§ **Written instruction**:
Extend the shareholder meeting transcript, picking up right after its last sentence.

Mr. Chairman, I so move.

James J. O'Connor

Is there a second?

Unknown Attendee

I second.

James J. O'Connor

So moved and seconded. Polls for shareholders to vote on this matter are now open and will remain open until I announce that they are closed. No ballots will be accepted after the polls are closed, and no ballots or proxies may be changed or revoked after the polls are closed. Shareholders or their proxies who have not yet submitted their ballots are requested to mark and sign their ballots with respect to the election of directors and to submit their completed ballots to the judge of election. And I'll pause just a moment for this to occur.

[Voting]

James J. O'Connor

The polls are now closed. The second order of business is the ratification of KPMG LLP as the company's independent registered public accounting firm to audit the company's consolidated financial statements and internal control over financial reporting for 2013. May I have a motion?

Unknown Attendee

Mr. Chairman, I so move.

James J. O'Connor

Thank you. Is there a second?

Unknown Attendee

I second.

James J. O'Connor

Thank you. It's been moved and seconded. Polls to vote on this matter are now open and will remain open until I announce that they are closed. No ballots will be accepted after the polls are closed, and no ballots or proxies may be changed or revoked after the polls are closed. Those who have not yet submitted their ballots are requested to mark and sign their ballots with respect to the ratification of KPMG and to submit their completed ballots to the judge of election.

[Voting]

James J. O'Connor

The polls are now closed, and the votes will be tabulated. While the votes are being tabulated, I would like to reintroduce Mr. McDonald of KPMG. He has indicated that he has not prepared a formal statement, but if anyone present has any questions that he or she would like to submit to Mr. McDonald through the online platform or here in Lancaster, he will be pleased to answer them.

§ **Material**:

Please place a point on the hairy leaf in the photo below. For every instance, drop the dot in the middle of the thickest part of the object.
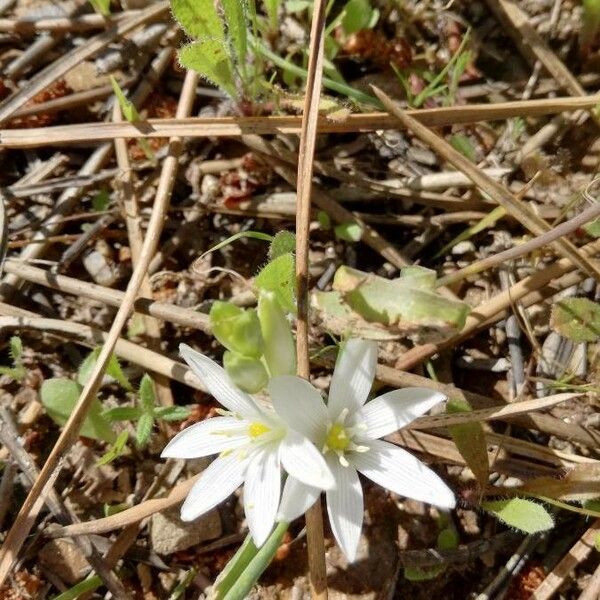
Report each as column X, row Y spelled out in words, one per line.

§ **Result**:
Hearing no questions or comments, I would now like to ask Mr. Hershey to read the results of the voting.

Mark A. Hershey

This is a preliminary report of the tally subject to final verification by the judge of election. The final tabulation will be published in a current report on Form 8-K SEC filing in the coming days. Proposal 1 was the election of 12 directors. Each nominee of the board received affirmative votes, representing at least 55,429,795 shares, which constitutes more than 97% of the votes cast. All nominees have been elected to the Board of Directors. Proposal 2 was the ratification of the company's appointment of KPMG as its independent registered public accounting firm for 2013. The proposal received affirmative votes representing more than 99% of the votes cast. The appointment of KPMG has been ratified.

James J. O'Connor

Thank you, Mark. This concludes the formal portion of the 2013 Annual Meeting of Shareholders. As there is no further formal business to come before the meeting, I will now entertain a motion to adjourn.

Unknown Attendee

Mr. Chairman, I so move.

James J. O'Connor

Thank you, and is there a second?

Unknown Attendee

I second.

James J. O'Connor

Thank you. It has been moved and seconded that the meeting be adjourned. The motion is carried, and the meeting is now adjourned. Thanks to you all for attending. Good morning.